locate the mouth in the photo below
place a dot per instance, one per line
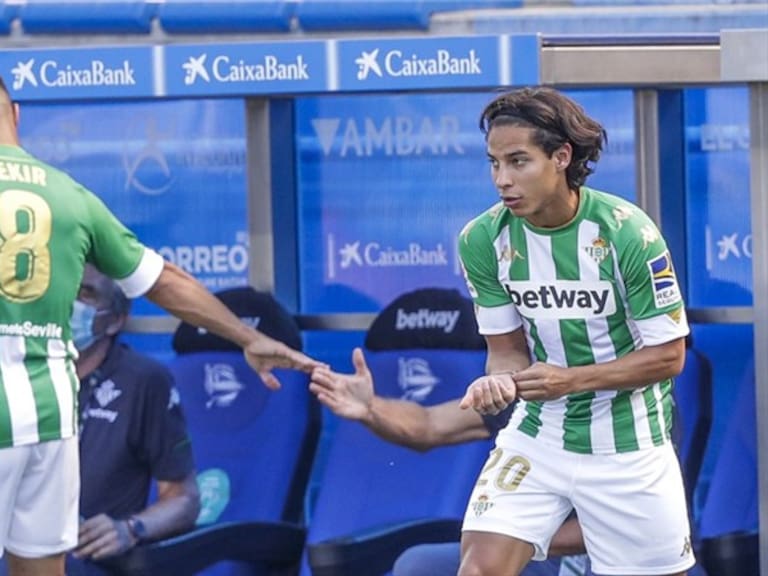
(512, 201)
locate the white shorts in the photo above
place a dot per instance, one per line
(39, 492)
(631, 506)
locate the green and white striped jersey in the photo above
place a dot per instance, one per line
(588, 292)
(50, 226)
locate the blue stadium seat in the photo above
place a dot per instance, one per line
(375, 498)
(693, 416)
(383, 14)
(81, 17)
(730, 518)
(216, 17)
(253, 450)
(318, 15)
(7, 15)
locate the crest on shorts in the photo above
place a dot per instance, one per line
(481, 505)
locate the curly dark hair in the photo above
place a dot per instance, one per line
(555, 120)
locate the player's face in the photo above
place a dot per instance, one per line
(531, 184)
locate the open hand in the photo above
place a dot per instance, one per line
(490, 394)
(542, 381)
(101, 536)
(264, 354)
(347, 395)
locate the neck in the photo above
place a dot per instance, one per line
(91, 358)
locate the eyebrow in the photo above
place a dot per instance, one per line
(508, 155)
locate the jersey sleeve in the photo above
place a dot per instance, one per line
(649, 282)
(165, 442)
(495, 312)
(116, 251)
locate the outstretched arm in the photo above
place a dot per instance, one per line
(401, 422)
(185, 297)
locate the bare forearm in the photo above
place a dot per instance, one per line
(184, 297)
(636, 369)
(173, 512)
(422, 428)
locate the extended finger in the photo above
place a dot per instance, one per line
(269, 379)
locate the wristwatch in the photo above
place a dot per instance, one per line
(136, 528)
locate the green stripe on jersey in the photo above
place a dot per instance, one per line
(577, 423)
(531, 423)
(44, 393)
(6, 433)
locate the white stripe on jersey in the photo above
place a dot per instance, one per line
(548, 330)
(637, 339)
(144, 277)
(642, 424)
(499, 319)
(601, 427)
(18, 389)
(60, 377)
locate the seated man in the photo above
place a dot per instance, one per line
(421, 428)
(132, 430)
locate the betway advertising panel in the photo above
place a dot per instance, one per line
(718, 201)
(386, 184)
(173, 172)
(419, 63)
(274, 68)
(67, 73)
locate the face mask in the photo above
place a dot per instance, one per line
(81, 325)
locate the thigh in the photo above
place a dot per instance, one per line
(13, 462)
(522, 492)
(428, 560)
(633, 513)
(44, 520)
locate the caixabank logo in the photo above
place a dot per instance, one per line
(77, 73)
(419, 63)
(245, 68)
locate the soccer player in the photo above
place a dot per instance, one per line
(423, 428)
(49, 227)
(586, 280)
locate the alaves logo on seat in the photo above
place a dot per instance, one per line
(50, 74)
(563, 299)
(426, 319)
(222, 68)
(396, 63)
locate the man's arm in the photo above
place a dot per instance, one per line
(183, 296)
(175, 511)
(639, 368)
(401, 422)
(507, 356)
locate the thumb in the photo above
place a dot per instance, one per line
(358, 359)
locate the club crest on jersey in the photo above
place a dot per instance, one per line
(665, 288)
(598, 251)
(509, 254)
(481, 505)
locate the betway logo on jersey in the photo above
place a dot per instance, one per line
(51, 74)
(426, 319)
(396, 63)
(225, 69)
(562, 299)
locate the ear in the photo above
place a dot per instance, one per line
(115, 325)
(562, 156)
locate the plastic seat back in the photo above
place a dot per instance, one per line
(424, 348)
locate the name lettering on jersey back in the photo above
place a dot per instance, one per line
(562, 299)
(19, 172)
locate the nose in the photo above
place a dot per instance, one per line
(502, 177)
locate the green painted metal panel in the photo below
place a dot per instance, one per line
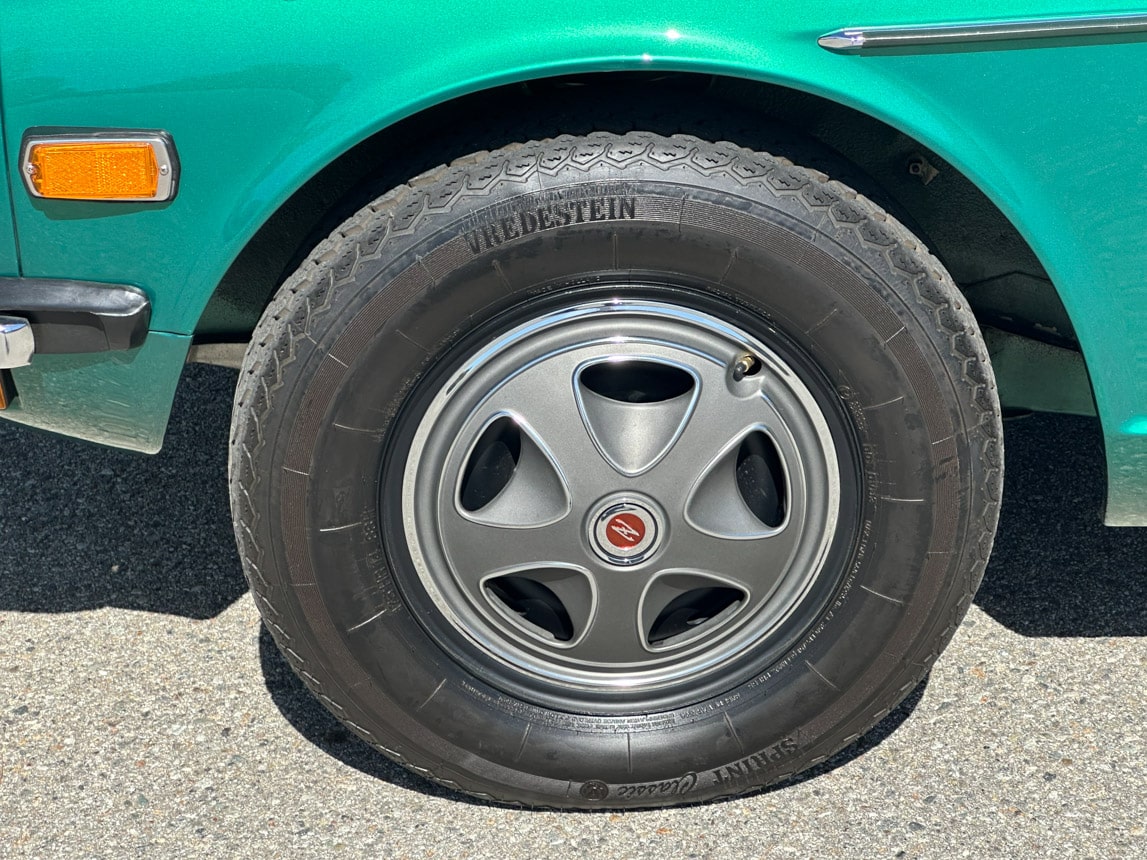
(259, 95)
(114, 398)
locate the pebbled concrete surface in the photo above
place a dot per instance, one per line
(145, 713)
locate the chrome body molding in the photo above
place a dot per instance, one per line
(858, 38)
(17, 343)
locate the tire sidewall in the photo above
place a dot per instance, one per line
(338, 412)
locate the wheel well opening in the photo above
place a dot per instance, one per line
(1001, 278)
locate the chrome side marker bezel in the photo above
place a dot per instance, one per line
(161, 142)
(853, 39)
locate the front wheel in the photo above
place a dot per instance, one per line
(615, 471)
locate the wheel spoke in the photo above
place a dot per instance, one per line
(475, 550)
(615, 636)
(543, 399)
(754, 564)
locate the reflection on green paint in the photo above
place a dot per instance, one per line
(1136, 427)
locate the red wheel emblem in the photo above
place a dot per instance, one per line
(625, 531)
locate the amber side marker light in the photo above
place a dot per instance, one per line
(7, 390)
(124, 167)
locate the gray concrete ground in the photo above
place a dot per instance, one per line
(145, 713)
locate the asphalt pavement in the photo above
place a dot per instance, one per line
(143, 712)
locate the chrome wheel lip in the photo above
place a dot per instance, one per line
(468, 615)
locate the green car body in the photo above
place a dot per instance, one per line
(264, 96)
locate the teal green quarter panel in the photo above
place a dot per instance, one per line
(260, 95)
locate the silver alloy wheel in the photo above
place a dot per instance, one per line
(621, 495)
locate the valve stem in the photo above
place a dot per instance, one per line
(746, 366)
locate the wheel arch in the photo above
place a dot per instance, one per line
(888, 161)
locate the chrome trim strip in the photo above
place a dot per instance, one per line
(161, 143)
(17, 343)
(858, 38)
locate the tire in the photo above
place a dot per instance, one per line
(615, 471)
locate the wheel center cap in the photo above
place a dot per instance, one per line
(625, 532)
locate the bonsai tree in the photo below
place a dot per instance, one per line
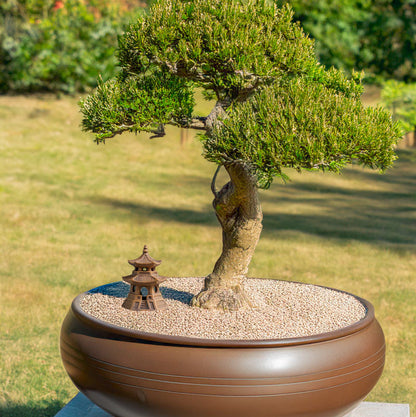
(276, 108)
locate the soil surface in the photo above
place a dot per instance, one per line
(284, 310)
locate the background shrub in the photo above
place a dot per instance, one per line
(59, 45)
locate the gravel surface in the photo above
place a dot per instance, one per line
(284, 310)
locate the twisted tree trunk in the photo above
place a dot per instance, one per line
(239, 212)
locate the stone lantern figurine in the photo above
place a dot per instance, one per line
(144, 285)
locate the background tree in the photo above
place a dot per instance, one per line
(400, 98)
(376, 36)
(276, 107)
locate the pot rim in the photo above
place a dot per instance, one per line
(225, 343)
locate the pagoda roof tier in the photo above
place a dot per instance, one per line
(144, 278)
(145, 260)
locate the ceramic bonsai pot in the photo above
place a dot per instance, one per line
(130, 373)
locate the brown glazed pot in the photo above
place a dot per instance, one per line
(130, 373)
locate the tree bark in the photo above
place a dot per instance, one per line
(239, 212)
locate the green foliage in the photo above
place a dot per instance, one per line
(400, 98)
(336, 27)
(281, 108)
(64, 49)
(218, 44)
(136, 104)
(300, 124)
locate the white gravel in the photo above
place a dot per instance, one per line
(284, 310)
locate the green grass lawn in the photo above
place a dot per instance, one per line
(72, 213)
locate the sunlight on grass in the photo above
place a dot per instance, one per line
(72, 213)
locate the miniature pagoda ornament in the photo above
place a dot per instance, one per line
(144, 285)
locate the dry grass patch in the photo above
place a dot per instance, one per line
(72, 213)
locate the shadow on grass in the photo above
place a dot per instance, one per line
(382, 211)
(41, 409)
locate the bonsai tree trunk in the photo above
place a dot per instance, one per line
(239, 212)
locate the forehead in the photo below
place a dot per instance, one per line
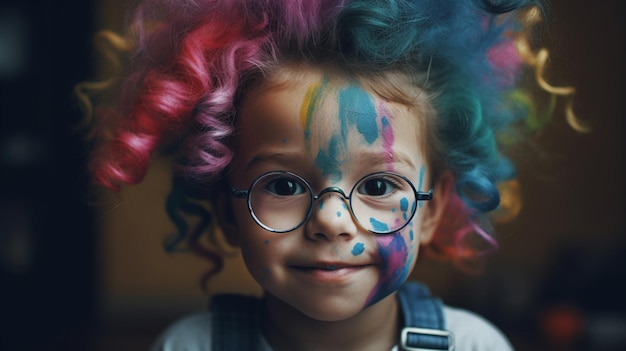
(326, 117)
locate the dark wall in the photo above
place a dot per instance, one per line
(46, 238)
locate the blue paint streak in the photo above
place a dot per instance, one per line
(379, 226)
(404, 204)
(328, 162)
(421, 182)
(357, 107)
(358, 249)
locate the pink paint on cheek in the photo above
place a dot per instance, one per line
(395, 266)
(387, 133)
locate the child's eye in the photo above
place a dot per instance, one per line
(376, 187)
(285, 186)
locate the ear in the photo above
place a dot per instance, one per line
(222, 206)
(434, 209)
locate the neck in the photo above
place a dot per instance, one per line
(374, 328)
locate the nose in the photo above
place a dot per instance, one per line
(331, 218)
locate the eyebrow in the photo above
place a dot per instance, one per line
(378, 158)
(278, 158)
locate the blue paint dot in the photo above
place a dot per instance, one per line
(379, 226)
(358, 249)
(404, 204)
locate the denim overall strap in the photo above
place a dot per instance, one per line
(423, 320)
(235, 323)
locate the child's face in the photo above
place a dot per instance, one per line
(331, 133)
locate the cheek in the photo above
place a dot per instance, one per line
(397, 252)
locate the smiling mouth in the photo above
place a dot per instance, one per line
(329, 273)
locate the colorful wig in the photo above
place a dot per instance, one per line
(191, 59)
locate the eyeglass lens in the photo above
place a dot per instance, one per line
(381, 202)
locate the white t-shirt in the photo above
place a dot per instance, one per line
(471, 333)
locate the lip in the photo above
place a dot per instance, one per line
(328, 272)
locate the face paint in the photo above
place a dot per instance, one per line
(388, 136)
(379, 226)
(421, 182)
(395, 267)
(356, 107)
(308, 106)
(328, 161)
(358, 249)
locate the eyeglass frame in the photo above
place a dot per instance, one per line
(245, 194)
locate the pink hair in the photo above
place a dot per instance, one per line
(189, 60)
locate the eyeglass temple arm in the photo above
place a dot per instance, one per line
(423, 196)
(240, 194)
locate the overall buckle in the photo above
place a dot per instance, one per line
(421, 339)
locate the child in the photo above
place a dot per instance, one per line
(332, 140)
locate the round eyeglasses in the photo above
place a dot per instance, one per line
(382, 202)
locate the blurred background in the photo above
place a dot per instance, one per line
(80, 277)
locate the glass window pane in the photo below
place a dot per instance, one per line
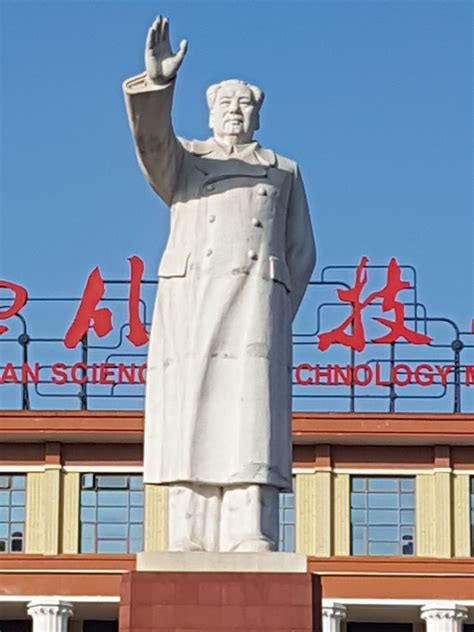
(136, 483)
(136, 499)
(384, 548)
(88, 514)
(358, 516)
(359, 484)
(17, 514)
(112, 531)
(88, 531)
(113, 482)
(136, 514)
(17, 545)
(87, 481)
(384, 501)
(388, 510)
(88, 499)
(18, 498)
(359, 501)
(383, 534)
(408, 484)
(111, 546)
(113, 498)
(113, 514)
(383, 484)
(109, 523)
(18, 481)
(383, 516)
(408, 516)
(87, 546)
(359, 547)
(136, 531)
(289, 516)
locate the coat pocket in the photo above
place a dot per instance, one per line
(173, 264)
(279, 272)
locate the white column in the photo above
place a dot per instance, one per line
(49, 615)
(332, 617)
(443, 616)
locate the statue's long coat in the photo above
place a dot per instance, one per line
(238, 259)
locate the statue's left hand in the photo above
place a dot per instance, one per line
(160, 62)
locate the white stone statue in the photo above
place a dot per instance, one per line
(238, 259)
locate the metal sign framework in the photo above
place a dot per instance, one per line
(452, 347)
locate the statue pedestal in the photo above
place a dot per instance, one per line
(228, 599)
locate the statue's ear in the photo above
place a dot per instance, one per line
(257, 121)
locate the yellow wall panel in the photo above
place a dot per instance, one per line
(51, 513)
(443, 514)
(34, 512)
(425, 515)
(462, 518)
(156, 518)
(313, 514)
(341, 514)
(70, 512)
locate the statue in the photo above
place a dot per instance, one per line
(238, 259)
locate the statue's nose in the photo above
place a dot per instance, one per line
(234, 106)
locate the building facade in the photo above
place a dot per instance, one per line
(383, 507)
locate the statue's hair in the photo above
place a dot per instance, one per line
(212, 91)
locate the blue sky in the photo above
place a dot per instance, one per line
(373, 99)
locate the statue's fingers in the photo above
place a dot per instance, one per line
(183, 47)
(150, 38)
(156, 26)
(165, 30)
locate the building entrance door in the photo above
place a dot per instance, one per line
(19, 625)
(379, 627)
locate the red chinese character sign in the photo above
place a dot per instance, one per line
(355, 339)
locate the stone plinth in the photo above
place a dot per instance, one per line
(225, 601)
(204, 562)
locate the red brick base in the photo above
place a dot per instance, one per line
(234, 602)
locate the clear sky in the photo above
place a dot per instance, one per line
(373, 99)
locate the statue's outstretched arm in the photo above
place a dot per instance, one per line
(149, 99)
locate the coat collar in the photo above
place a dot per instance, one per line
(252, 152)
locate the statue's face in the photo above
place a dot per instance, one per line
(234, 115)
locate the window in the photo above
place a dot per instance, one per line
(379, 627)
(287, 522)
(382, 515)
(15, 625)
(12, 513)
(472, 515)
(99, 626)
(111, 513)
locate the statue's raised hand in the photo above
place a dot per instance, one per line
(160, 63)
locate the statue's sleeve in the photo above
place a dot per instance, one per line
(300, 246)
(159, 152)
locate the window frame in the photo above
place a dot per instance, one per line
(399, 529)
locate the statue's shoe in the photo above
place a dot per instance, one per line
(255, 545)
(186, 545)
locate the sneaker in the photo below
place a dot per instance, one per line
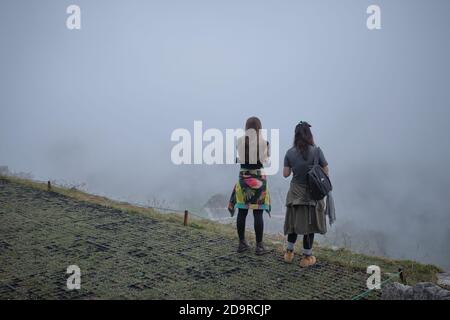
(243, 246)
(260, 249)
(307, 261)
(288, 256)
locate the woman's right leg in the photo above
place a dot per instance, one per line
(240, 225)
(292, 238)
(289, 254)
(308, 259)
(308, 240)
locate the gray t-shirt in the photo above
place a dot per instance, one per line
(300, 167)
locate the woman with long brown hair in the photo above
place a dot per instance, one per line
(304, 216)
(251, 191)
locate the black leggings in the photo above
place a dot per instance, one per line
(308, 240)
(259, 224)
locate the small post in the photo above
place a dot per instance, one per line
(402, 276)
(186, 214)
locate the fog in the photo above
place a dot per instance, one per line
(98, 105)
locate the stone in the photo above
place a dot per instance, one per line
(443, 279)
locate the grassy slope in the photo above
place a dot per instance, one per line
(414, 271)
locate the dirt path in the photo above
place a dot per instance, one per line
(130, 256)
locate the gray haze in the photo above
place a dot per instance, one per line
(98, 105)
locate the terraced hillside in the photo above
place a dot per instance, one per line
(126, 253)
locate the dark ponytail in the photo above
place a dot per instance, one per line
(303, 138)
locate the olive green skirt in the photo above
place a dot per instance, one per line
(304, 219)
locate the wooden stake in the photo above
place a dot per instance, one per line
(186, 214)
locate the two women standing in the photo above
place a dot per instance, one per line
(304, 216)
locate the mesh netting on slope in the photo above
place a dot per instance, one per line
(130, 256)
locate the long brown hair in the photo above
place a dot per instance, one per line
(303, 137)
(255, 124)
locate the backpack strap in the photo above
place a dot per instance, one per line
(316, 155)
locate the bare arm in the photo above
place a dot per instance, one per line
(286, 172)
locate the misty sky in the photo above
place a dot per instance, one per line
(98, 105)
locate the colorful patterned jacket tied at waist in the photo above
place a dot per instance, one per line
(251, 192)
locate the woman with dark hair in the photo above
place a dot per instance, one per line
(251, 191)
(304, 216)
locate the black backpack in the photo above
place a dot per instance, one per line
(319, 184)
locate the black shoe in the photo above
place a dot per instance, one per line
(260, 249)
(243, 246)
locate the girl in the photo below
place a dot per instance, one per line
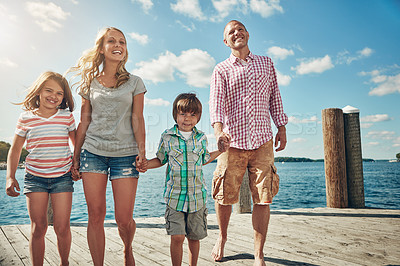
(46, 126)
(110, 136)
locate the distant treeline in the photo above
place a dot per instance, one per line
(300, 159)
(4, 147)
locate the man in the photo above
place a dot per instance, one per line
(244, 95)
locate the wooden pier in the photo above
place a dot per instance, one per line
(321, 236)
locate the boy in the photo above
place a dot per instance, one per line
(184, 148)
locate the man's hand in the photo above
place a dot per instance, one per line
(280, 138)
(11, 185)
(223, 141)
(141, 164)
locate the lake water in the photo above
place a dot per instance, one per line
(302, 185)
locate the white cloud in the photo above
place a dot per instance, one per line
(47, 15)
(6, 13)
(388, 85)
(383, 135)
(190, 28)
(375, 118)
(346, 58)
(190, 8)
(298, 140)
(156, 102)
(279, 53)
(157, 70)
(194, 65)
(283, 80)
(265, 8)
(146, 4)
(224, 8)
(396, 142)
(5, 62)
(314, 65)
(143, 39)
(366, 52)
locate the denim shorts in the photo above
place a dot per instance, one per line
(59, 184)
(114, 167)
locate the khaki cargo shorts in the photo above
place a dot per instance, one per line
(232, 165)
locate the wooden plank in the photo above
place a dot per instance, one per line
(19, 242)
(8, 256)
(319, 236)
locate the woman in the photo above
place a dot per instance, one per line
(110, 136)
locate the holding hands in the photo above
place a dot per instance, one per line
(223, 142)
(141, 164)
(11, 186)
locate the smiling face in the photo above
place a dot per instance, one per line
(235, 35)
(114, 46)
(186, 121)
(50, 96)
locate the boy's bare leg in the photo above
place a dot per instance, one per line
(223, 213)
(194, 250)
(260, 218)
(176, 249)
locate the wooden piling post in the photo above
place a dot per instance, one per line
(335, 158)
(354, 164)
(244, 204)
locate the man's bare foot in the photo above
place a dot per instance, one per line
(218, 251)
(259, 262)
(129, 260)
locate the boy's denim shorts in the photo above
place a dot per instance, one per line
(114, 167)
(192, 225)
(59, 184)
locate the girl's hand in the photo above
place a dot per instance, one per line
(11, 185)
(141, 164)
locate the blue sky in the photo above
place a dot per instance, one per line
(328, 54)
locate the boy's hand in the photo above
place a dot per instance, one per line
(11, 185)
(141, 164)
(224, 141)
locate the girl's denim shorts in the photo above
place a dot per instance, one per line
(59, 184)
(114, 167)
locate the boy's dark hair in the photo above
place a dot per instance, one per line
(187, 103)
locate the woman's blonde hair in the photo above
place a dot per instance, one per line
(88, 66)
(32, 101)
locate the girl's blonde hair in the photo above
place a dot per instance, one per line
(88, 66)
(32, 101)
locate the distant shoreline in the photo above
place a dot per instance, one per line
(3, 165)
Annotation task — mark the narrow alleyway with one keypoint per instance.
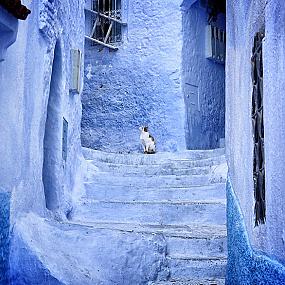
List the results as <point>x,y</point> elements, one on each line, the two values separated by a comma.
<point>176,199</point>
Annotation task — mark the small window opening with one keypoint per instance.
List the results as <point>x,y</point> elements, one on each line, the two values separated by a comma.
<point>258,129</point>
<point>106,23</point>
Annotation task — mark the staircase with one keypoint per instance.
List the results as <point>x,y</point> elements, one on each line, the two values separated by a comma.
<point>177,196</point>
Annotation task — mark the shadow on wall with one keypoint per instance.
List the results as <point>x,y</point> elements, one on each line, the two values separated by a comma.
<point>52,165</point>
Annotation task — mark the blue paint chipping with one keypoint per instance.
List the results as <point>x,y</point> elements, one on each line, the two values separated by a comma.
<point>5,198</point>
<point>245,266</point>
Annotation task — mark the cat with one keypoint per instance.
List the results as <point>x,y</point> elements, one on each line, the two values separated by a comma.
<point>147,141</point>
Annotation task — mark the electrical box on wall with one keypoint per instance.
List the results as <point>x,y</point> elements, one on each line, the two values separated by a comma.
<point>215,44</point>
<point>76,62</point>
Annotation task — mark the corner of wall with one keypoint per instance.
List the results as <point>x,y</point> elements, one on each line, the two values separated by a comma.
<point>246,266</point>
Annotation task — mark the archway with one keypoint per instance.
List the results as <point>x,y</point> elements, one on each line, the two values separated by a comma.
<point>52,163</point>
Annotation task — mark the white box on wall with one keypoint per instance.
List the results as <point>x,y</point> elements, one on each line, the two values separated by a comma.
<point>76,62</point>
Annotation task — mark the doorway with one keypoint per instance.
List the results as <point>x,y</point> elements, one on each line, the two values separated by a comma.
<point>52,162</point>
━━━━━━━━━━━━━━━━━━━━━━━━━━━━━━
> Task brief
Answer only with how many lines in the records include "stone".

> Solution to the exercise
4